Data entries
▬▬▬

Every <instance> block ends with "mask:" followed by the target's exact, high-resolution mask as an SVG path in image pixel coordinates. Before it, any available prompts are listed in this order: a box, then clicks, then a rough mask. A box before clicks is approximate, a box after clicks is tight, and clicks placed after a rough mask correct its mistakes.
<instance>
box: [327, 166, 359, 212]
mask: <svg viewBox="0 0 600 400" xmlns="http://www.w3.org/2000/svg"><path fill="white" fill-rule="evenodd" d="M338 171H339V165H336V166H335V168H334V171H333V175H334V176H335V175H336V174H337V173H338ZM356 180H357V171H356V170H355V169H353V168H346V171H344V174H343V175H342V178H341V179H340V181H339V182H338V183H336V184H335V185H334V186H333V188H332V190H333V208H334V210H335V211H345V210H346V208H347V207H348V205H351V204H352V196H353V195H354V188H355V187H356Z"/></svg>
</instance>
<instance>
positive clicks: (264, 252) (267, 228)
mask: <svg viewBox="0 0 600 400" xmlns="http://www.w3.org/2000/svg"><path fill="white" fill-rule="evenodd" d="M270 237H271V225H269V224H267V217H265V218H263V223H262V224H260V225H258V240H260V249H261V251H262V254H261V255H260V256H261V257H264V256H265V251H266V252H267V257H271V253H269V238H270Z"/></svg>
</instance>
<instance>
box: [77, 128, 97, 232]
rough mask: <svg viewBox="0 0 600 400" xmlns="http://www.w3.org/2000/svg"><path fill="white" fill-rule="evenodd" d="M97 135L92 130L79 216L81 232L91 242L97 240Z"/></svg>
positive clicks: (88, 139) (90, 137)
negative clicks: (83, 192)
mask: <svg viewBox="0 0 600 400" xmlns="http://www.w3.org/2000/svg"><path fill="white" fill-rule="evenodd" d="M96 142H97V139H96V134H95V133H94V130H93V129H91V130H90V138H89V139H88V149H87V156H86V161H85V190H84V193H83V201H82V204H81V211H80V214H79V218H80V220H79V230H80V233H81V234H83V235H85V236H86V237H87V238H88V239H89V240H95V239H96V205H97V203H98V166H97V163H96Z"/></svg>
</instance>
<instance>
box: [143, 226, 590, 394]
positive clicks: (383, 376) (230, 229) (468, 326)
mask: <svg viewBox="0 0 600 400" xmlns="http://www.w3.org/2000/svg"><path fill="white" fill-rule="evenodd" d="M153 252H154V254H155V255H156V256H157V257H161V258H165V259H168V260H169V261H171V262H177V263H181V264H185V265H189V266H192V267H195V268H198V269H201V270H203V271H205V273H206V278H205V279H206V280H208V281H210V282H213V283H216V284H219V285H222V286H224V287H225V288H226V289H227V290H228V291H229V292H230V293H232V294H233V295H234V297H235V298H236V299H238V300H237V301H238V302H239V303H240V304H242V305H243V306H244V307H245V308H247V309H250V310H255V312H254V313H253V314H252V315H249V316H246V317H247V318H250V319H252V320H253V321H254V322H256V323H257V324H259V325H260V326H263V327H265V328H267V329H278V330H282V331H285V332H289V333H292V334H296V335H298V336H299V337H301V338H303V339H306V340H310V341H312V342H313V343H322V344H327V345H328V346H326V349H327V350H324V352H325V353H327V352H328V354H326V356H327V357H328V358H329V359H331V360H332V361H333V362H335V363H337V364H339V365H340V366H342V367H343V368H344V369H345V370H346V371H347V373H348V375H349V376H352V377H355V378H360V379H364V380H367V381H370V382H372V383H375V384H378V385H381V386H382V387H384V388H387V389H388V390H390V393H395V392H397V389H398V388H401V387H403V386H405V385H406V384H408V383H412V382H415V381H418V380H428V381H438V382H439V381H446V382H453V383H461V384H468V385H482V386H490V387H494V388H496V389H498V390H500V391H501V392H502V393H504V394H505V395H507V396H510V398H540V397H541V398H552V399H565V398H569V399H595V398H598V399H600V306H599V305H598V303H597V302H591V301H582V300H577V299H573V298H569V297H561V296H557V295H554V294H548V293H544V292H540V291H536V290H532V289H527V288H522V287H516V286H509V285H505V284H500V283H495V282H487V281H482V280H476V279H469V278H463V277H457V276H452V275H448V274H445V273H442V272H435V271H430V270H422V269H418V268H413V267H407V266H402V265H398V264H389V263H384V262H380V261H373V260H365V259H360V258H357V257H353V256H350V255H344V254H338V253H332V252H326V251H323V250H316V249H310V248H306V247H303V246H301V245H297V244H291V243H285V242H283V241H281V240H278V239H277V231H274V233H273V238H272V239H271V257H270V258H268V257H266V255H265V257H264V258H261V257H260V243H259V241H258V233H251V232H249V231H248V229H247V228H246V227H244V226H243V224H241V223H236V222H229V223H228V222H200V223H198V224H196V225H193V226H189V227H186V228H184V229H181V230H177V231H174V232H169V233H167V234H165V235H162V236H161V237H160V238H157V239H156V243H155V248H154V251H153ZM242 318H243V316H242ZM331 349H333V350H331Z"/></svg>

▬▬▬

__Your objective__. Print out the data exactly once more.

__Expected output__.
Every <instance> block ends with "mask:" followed by the target's exact, high-resolution mask as an SVG path in image pixel coordinates. Before it, any available prompts are listed in this order: a box, then clicks, then a rough mask. A box before clicks is approximate, a box after clicks is tight, and clicks placed after a rough mask correct its mistakes.
<instance>
box: [327, 166, 359, 212]
mask: <svg viewBox="0 0 600 400" xmlns="http://www.w3.org/2000/svg"><path fill="white" fill-rule="evenodd" d="M338 171H339V165H336V166H335V168H334V171H333V175H334V176H335V175H336V174H337V173H338ZM356 180H357V171H356V170H355V169H353V168H346V171H344V174H343V175H342V178H341V179H340V181H339V182H338V183H336V184H335V185H334V186H333V188H332V190H333V208H334V210H335V211H345V210H346V208H347V207H348V205H351V204H352V196H353V195H354V188H355V187H356Z"/></svg>
</instance>
<instance>
positive clicks: (264, 252) (267, 228)
mask: <svg viewBox="0 0 600 400" xmlns="http://www.w3.org/2000/svg"><path fill="white" fill-rule="evenodd" d="M270 237H271V225H269V224H267V217H265V218H263V223H262V224H260V225H258V240H260V249H261V251H262V254H261V255H260V256H261V257H264V256H265V251H266V252H267V257H271V253H269V238H270Z"/></svg>
</instance>
<instance>
box: [77, 128, 97, 232]
rough mask: <svg viewBox="0 0 600 400" xmlns="http://www.w3.org/2000/svg"><path fill="white" fill-rule="evenodd" d="M97 135L92 130L79 216L81 232L91 242L97 240Z"/></svg>
positive clicks: (88, 139) (90, 137)
negative clicks: (83, 192)
mask: <svg viewBox="0 0 600 400" xmlns="http://www.w3.org/2000/svg"><path fill="white" fill-rule="evenodd" d="M96 142H97V139H96V134H95V133H94V130H93V129H91V130H90V138H89V139H88V149H87V156H86V161H85V190H84V193H83V201H82V204H81V211H80V214H79V218H80V220H79V230H80V233H81V234H83V235H85V236H86V237H87V238H88V239H89V240H95V239H96V205H97V203H98V166H97V163H96Z"/></svg>
</instance>
<instance>
box: [143, 226, 590, 394]
positive clicks: (383, 376) (230, 229) (468, 326)
mask: <svg viewBox="0 0 600 400" xmlns="http://www.w3.org/2000/svg"><path fill="white" fill-rule="evenodd" d="M153 252H154V254H155V255H156V256H157V257H161V258H165V259H168V260H169V261H171V262H177V263H181V264H185V265H189V266H192V267H195V268H198V269H201V270H203V271H205V273H206V278H205V279H206V280H208V281H210V282H213V283H216V284H219V285H222V286H224V287H225V288H226V289H227V290H228V291H229V292H230V293H232V294H233V295H234V297H235V298H236V299H238V300H237V301H238V302H239V303H240V304H242V305H243V306H244V307H245V308H247V309H250V310H255V312H254V313H253V314H252V315H249V316H246V317H247V318H250V319H252V320H253V321H254V322H256V323H257V324H259V325H260V326H263V327H265V328H267V329H278V330H282V331H285V332H289V333H292V334H296V335H298V336H299V337H301V338H303V339H306V340H310V341H312V342H313V343H322V344H327V345H328V346H326V349H327V350H324V352H325V353H327V352H328V354H326V356H327V357H328V358H329V359H331V360H332V361H333V362H335V363H337V364H339V365H340V366H342V367H343V368H344V369H345V370H346V371H347V373H348V375H349V376H352V377H355V378H360V379H364V380H367V381H370V382H372V383H375V384H378V385H381V386H382V387H384V388H387V389H388V390H390V393H395V392H397V389H398V388H401V387H403V386H405V385H406V384H408V383H412V382H415V381H418V380H428V381H438V382H439V381H446V382H453V383H461V384H468V385H482V386H490V387H494V388H496V389H498V390H500V391H501V392H502V393H504V394H505V395H507V396H510V398H540V397H541V398H552V399H565V398H569V399H595V398H598V399H600V306H599V305H598V303H597V302H591V301H582V300H577V299H573V298H569V297H561V296H557V295H554V294H548V293H544V292H540V291H536V290H532V289H527V288H522V287H516V286H509V285H505V284H500V283H495V282H487V281H482V280H476V279H469V278H463V277H457V276H452V275H448V274H445V273H442V272H435V271H430V270H422V269H418V268H413V267H407V266H402V265H398V264H389V263H384V262H380V261H373V260H365V259H360V258H357V257H353V256H350V255H344V254H338V253H332V252H326V251H323V250H316V249H310V248H306V247H303V246H301V245H297V244H291V243H285V242H283V241H281V240H278V239H277V231H274V233H273V238H272V239H271V257H270V258H268V257H266V255H265V257H264V258H261V257H260V243H259V241H258V233H251V232H249V231H248V229H247V228H246V227H244V226H243V224H241V223H236V222H229V223H228V222H200V223H198V224H196V225H193V226H189V227H186V228H184V229H181V230H177V231H174V232H169V233H167V234H165V235H162V236H161V237H160V238H157V239H156V243H155V248H154V251H153ZM242 318H243V316H242ZM331 349H333V350H331Z"/></svg>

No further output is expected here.